• **EXERCISE PROMPT**: Count the lines in the material below that contain the word "excavator". Reply with the number alone.

• **RAW RECORDS**:
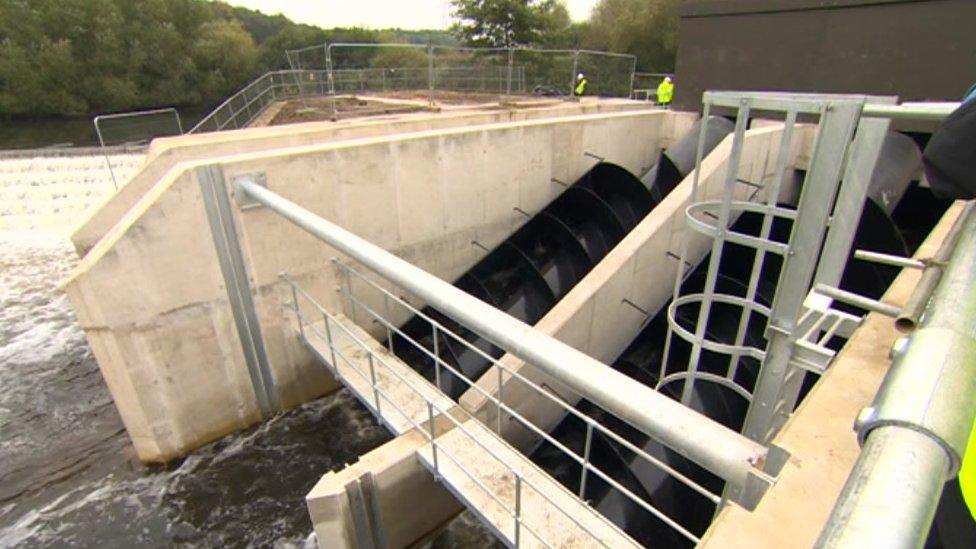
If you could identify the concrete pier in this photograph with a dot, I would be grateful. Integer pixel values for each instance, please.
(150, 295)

--

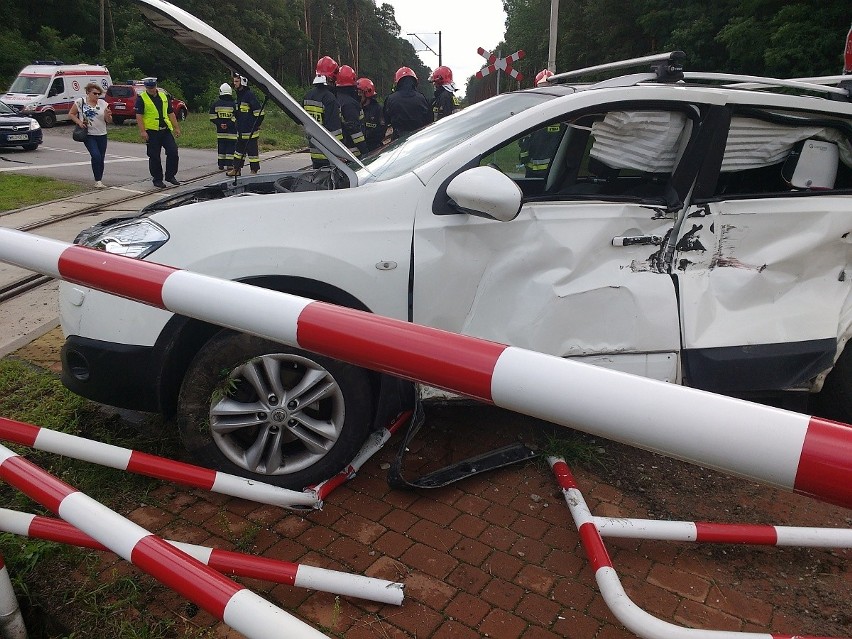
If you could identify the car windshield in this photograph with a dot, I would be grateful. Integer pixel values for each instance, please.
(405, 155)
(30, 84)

* * *

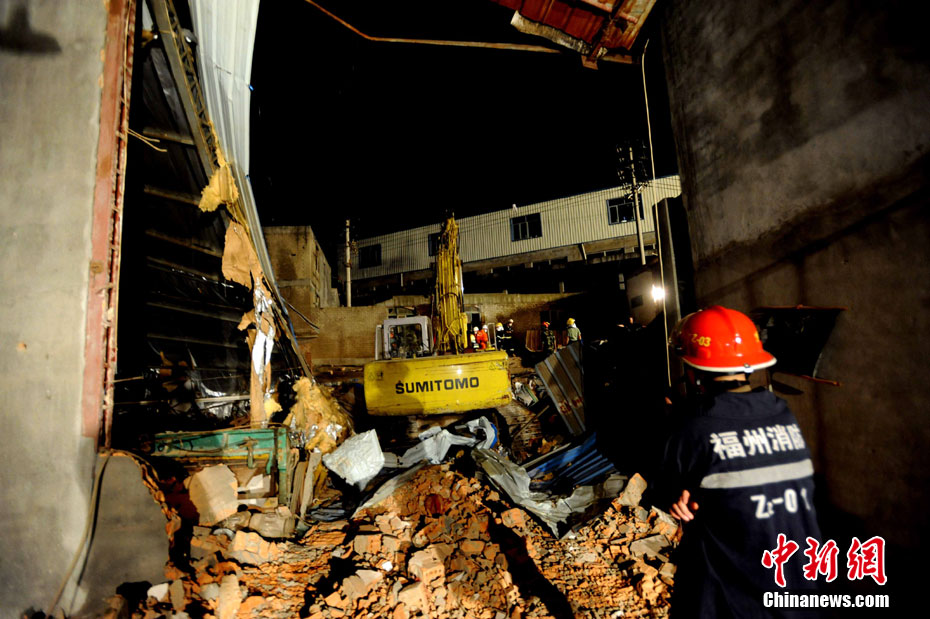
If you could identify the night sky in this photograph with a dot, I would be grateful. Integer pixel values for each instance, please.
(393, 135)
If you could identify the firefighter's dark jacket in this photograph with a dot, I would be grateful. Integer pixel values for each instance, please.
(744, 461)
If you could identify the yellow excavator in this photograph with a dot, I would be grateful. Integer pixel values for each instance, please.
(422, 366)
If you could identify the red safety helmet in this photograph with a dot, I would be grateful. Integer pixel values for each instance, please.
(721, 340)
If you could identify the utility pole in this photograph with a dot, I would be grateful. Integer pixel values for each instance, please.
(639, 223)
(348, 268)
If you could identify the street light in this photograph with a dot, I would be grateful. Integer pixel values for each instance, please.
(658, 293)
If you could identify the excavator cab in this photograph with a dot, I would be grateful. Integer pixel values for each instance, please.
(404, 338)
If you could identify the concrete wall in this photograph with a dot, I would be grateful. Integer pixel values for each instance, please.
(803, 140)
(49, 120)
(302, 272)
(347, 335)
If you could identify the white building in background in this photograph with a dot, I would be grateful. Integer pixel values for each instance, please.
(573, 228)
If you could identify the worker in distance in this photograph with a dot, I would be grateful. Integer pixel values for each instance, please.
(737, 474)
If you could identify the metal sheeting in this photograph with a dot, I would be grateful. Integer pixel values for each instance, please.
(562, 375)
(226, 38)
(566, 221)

• **RESULT BELOW**: 2